▶ Consignes
**A)** Recopiez fidèlement le passage de l'article sur la piste longue de Mayotte qui va de « Il est notamment » jusqu'à « 2019 est titanesque. » inclus.
**B)** Dans l'article sur la piste longue de Mayotte, résumez en quelques phrases le paragraphe qui commence par « Il est notamment venu pour inaugurer » sans en perdre les faits principaux.
**C)** Énumérez toutes les personnes désignées par leur nom dans l'article sur la piste longue de Mayotte.

▶ Article
════

« Le projet de piste longue est essentiel pour Mayotte est devient chaque jour plus concret. Il y a des esprits chagrins pour dire que la mèche est rallongée et que le projet n’aura pas lieu, il aura lieu ». Le premier à balayer les inquiétudes s’appelle Damien Cazé, et n’est autre que le directeur national de l’Aviation civile (DGAC), arrivé à Mayotte ce week-end.
Il est notamment venu pour inaugurer la « maison du projet ». Sise dans les anciens locaux de Mayotte Première à Pamandzi, cette maison ouverte à tous se présente comme un musée du chantier, avec des panneaux indiquant les échéances, les enjeux, et les avancées. Et si le directeur de la DGAC a tenu à venir en personne l’inaugurer, c’est que le chantier promis par Emmanuel Macron en 2019 est titanesque.
« C’est actuellement le plus grand projet d’aéroport porté par la France et l’Europe, c’est pour la DGAC un projet majeur, sans équivalent. Cela représente une équipe d’une centaine de personnes, dans les centres d’expertises et les bureaux d’études. Il faut des équipes, de l’argent, 3,2 millions d’euros sont déjà mobilisés par l’Etat et le CD, il faut aussi un homme qui chaque matin se réveille en se disant que c’est son projet, c’est Christophe Masson, qui installé à Mayotte sera à la fois le représentant de la DGAC, le porte parole du projet et l’interlocuteur. Il ne repartira que quand la piste sera construite. Il connaît le cap » assure Damien Cazé.

════

▶ Extrait de source
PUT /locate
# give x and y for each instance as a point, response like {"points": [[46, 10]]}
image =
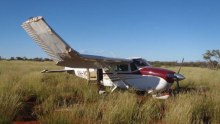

════

▶ Réponses finales
**A)**
Il est notamment venu pour inaugurer la « maison du projet ». Sise dans les anciens locaux de Mayotte Première à Pamandzi, cette maison ouverte à tous se présente comme un musée du chantier, avec des panneaux indiquant les échéances, les enjeux, et les avancées. Et si le directeur de la DGAC a tenu à venir en personne l’inaugurer, c’est que le chantier promis par Emmanuel Macron en 2019 est titanesque.

**B)** Le directeur de la DGAC est venu inaugurer la « maison du projet ». Elle est installée dans les anciens locaux de Mayotte Première, à Pamandzi. Ouverte à tous, elle fonctionne comme un musée du chantier, avec des panneaux sur les échéances, les enjeux et les avancées. Il s'est déplacé en personne parce que le chantier promis par Emmanuel Macron en 2019 est titanesque.

**C)**
- Damien Cazé
- Emmanuel Macron
- Christophe Masson